··· Given records

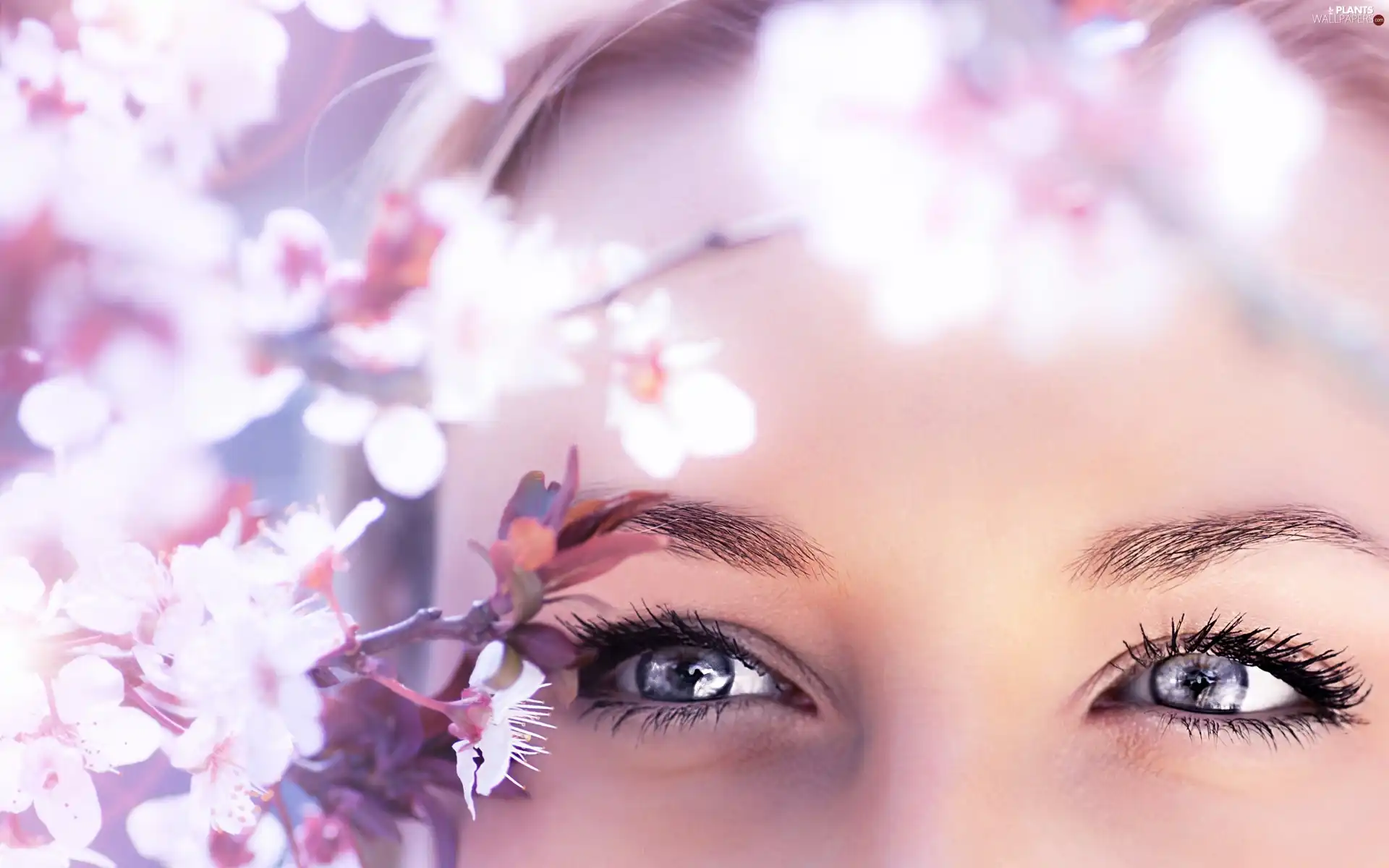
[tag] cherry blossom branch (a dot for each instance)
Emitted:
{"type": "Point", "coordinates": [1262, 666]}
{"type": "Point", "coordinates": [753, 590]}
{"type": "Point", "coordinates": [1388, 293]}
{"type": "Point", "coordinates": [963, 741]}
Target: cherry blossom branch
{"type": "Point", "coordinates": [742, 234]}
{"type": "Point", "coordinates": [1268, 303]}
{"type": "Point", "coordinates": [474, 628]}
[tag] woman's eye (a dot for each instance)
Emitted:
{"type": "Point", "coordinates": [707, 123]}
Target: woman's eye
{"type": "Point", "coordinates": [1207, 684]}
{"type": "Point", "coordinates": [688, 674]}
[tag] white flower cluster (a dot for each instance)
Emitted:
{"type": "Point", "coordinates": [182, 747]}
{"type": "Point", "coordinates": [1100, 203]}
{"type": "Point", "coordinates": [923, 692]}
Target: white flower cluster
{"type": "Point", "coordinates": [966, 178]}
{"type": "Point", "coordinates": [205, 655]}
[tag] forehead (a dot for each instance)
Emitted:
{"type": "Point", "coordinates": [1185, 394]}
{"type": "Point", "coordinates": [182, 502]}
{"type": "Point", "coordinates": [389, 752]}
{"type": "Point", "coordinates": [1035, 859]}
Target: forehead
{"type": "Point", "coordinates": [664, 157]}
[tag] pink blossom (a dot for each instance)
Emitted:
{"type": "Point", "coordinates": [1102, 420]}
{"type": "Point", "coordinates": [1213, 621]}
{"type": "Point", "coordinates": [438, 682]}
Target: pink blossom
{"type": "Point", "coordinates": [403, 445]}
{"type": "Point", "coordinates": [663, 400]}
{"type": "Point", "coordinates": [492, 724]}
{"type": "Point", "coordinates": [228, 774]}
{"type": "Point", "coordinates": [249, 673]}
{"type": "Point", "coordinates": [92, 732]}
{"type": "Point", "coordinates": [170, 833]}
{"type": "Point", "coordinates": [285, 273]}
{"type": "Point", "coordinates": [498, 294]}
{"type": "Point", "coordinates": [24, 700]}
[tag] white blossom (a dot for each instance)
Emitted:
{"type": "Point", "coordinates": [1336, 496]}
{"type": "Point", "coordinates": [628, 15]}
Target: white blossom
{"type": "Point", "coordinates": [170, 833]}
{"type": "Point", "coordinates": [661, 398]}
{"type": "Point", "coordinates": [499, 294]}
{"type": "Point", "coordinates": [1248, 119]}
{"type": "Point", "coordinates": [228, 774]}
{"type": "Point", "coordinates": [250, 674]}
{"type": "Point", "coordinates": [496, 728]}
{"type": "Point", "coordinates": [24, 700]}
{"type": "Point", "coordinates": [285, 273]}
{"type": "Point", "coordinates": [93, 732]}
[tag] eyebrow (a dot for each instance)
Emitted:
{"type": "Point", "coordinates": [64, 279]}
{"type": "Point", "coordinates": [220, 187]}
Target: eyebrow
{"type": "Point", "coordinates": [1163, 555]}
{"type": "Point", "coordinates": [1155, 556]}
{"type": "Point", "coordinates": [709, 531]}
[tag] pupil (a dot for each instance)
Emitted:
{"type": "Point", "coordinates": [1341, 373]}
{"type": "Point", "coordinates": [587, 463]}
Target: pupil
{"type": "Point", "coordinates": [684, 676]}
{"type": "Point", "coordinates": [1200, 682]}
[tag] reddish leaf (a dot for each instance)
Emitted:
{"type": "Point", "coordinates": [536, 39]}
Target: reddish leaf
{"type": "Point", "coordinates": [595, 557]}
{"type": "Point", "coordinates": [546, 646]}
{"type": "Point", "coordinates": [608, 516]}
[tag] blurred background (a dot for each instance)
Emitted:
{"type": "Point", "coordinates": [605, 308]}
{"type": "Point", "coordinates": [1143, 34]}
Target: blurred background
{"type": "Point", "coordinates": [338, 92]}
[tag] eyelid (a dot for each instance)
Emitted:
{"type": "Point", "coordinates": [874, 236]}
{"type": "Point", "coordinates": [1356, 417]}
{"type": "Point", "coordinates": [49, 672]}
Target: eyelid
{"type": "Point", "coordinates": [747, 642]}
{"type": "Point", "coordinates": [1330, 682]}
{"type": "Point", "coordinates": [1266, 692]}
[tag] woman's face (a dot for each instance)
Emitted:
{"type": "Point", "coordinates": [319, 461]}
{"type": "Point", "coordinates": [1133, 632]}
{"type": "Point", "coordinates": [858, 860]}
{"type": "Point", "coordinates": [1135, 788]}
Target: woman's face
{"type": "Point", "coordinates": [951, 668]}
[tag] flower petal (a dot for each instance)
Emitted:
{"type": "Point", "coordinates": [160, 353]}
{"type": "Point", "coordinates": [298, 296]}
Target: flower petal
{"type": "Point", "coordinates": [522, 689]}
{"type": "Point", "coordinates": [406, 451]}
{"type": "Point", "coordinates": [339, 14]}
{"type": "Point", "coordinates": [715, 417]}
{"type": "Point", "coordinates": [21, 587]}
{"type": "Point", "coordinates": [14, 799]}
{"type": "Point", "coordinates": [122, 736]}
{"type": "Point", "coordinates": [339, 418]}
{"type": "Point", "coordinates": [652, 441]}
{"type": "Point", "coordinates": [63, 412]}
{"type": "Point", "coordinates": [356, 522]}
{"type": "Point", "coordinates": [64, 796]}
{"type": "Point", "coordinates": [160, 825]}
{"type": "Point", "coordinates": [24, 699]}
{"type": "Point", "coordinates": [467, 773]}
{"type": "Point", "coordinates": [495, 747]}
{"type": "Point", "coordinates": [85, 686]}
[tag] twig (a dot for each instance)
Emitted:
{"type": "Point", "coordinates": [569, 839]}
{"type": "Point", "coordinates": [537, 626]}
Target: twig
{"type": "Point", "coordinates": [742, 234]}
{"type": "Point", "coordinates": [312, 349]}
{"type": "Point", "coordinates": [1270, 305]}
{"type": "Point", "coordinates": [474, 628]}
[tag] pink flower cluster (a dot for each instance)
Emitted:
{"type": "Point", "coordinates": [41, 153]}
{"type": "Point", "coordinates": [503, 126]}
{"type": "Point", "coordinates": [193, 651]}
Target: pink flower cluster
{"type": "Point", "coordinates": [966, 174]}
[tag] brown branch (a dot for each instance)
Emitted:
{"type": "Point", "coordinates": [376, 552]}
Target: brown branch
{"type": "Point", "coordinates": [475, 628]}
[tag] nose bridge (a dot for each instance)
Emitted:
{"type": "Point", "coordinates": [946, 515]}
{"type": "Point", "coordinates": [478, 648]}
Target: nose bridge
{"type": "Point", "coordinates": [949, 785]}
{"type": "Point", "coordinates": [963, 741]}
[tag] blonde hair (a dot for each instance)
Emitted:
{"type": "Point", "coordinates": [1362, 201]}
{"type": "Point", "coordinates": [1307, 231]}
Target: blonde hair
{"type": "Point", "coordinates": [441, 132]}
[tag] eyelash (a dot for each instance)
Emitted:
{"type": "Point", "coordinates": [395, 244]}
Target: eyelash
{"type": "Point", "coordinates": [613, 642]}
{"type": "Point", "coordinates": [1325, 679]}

······
··· Given records

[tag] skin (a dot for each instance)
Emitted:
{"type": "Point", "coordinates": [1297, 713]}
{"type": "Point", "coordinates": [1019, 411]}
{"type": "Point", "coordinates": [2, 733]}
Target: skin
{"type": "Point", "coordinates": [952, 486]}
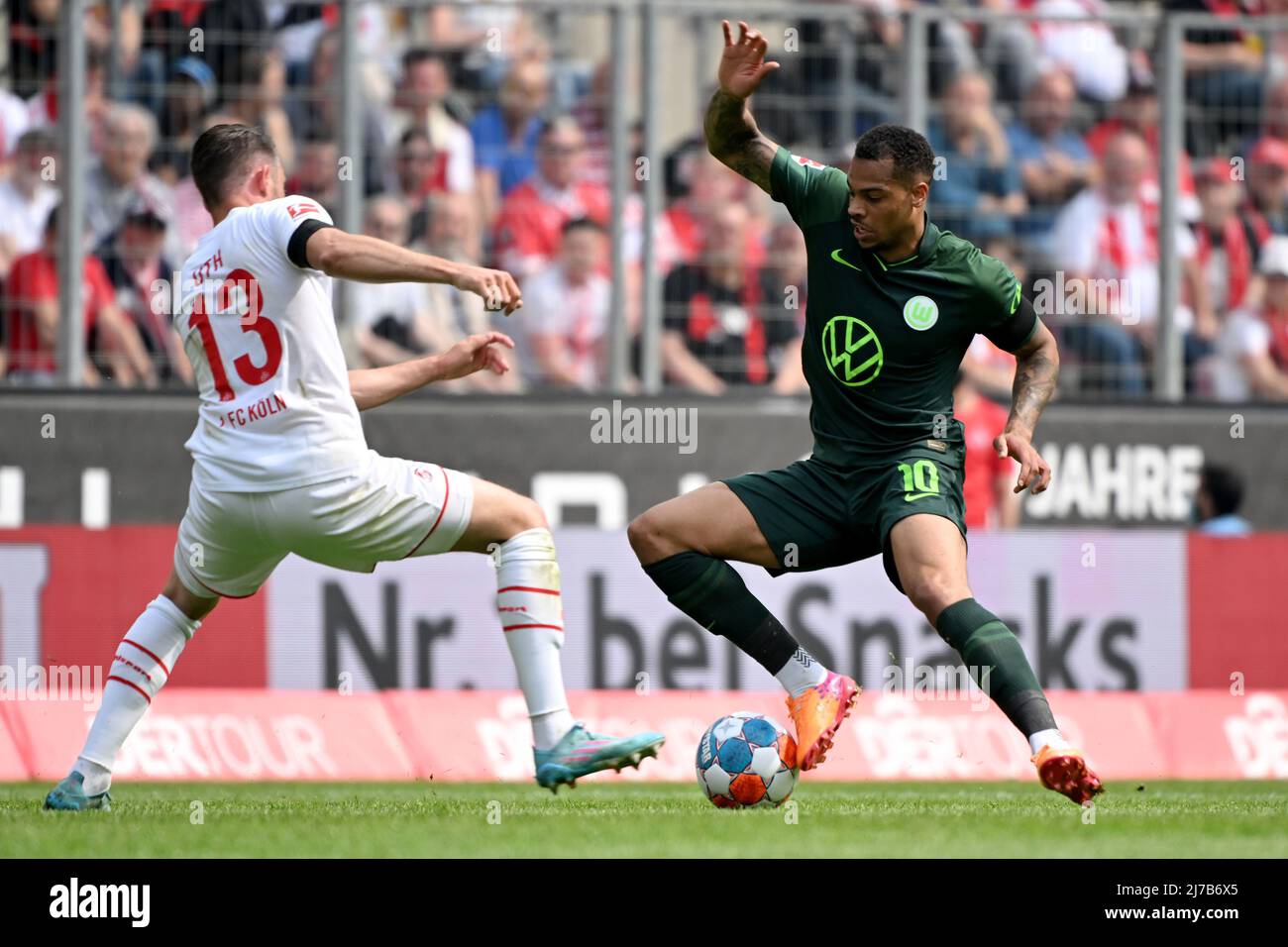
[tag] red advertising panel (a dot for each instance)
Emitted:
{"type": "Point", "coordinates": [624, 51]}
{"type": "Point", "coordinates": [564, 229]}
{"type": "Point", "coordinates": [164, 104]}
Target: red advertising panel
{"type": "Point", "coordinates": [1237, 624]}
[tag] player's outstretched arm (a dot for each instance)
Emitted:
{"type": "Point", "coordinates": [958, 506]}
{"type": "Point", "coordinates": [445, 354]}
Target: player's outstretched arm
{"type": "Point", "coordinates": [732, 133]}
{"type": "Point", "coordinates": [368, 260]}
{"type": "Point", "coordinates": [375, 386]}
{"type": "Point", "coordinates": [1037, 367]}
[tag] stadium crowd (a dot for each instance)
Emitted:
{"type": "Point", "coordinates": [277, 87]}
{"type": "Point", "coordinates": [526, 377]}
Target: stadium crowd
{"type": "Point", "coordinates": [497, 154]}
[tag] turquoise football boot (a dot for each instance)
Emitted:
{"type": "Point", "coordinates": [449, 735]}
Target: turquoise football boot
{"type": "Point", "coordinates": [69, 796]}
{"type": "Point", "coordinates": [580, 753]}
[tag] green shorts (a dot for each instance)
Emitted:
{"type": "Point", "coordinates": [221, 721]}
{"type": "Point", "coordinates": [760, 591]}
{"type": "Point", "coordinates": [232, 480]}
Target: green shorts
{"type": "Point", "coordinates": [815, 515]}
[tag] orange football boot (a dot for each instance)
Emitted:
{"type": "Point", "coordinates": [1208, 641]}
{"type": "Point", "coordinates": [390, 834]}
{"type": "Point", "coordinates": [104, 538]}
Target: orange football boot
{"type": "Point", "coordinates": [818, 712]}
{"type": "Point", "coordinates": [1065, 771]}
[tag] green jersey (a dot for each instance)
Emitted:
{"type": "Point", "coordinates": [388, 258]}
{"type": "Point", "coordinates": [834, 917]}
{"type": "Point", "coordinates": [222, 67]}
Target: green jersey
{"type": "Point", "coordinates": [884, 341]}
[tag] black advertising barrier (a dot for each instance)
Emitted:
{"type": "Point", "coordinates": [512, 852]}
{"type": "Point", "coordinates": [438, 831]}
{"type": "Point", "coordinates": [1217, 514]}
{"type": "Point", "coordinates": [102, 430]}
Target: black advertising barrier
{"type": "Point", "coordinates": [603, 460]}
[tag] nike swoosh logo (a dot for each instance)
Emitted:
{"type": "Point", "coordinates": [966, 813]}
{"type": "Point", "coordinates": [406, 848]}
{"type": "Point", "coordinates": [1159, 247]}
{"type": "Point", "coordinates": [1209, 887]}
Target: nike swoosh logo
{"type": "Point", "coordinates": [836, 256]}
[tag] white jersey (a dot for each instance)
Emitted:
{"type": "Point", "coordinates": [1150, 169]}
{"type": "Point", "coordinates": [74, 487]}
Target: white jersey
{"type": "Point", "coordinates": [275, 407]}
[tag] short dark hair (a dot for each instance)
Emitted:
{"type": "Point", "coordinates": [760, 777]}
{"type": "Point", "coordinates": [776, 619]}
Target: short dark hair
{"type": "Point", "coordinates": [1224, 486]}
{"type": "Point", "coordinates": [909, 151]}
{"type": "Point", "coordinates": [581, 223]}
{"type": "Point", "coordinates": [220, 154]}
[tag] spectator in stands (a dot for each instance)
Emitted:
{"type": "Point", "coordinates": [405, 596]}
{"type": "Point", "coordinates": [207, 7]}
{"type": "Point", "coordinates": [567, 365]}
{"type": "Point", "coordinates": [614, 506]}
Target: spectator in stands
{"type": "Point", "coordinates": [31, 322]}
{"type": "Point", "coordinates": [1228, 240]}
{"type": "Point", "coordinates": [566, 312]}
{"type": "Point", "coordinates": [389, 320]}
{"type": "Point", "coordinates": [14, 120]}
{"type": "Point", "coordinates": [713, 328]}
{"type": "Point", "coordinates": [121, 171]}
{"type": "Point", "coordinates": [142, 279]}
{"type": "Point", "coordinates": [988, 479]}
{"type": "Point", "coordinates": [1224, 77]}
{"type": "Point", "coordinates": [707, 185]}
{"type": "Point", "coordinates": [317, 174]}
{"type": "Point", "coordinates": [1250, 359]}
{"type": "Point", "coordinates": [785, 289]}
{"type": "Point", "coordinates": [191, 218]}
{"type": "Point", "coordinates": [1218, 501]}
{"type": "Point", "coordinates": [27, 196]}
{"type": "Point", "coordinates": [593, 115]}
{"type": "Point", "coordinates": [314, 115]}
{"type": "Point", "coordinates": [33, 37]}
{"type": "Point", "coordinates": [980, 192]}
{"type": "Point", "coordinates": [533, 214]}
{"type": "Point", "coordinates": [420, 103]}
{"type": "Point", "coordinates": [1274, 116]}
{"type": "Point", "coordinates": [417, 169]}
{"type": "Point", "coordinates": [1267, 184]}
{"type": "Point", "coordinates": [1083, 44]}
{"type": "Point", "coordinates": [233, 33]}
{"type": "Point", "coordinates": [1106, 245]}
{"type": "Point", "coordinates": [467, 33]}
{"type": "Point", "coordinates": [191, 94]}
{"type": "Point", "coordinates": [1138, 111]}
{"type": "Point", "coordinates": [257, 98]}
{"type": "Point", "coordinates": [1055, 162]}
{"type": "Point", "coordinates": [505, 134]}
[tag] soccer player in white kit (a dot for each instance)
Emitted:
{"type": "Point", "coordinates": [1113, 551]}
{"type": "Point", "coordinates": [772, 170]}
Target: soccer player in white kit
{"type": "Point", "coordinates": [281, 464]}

······

* **Directions**
Can you change "Emitted" to "Predicted" in everything from the line containing "[tag] cherry blossom" down to the line containing "Target: cherry blossom branch", keep all else the same, and return only those lines?

* **Written reply**
[tag] cherry blossom branch (a dot for each instance)
Predicted:
{"type": "Point", "coordinates": [1262, 666]}
{"type": "Point", "coordinates": [753, 590]}
{"type": "Point", "coordinates": [1388, 293]}
{"type": "Point", "coordinates": [963, 741]}
Target: cherry blossom branch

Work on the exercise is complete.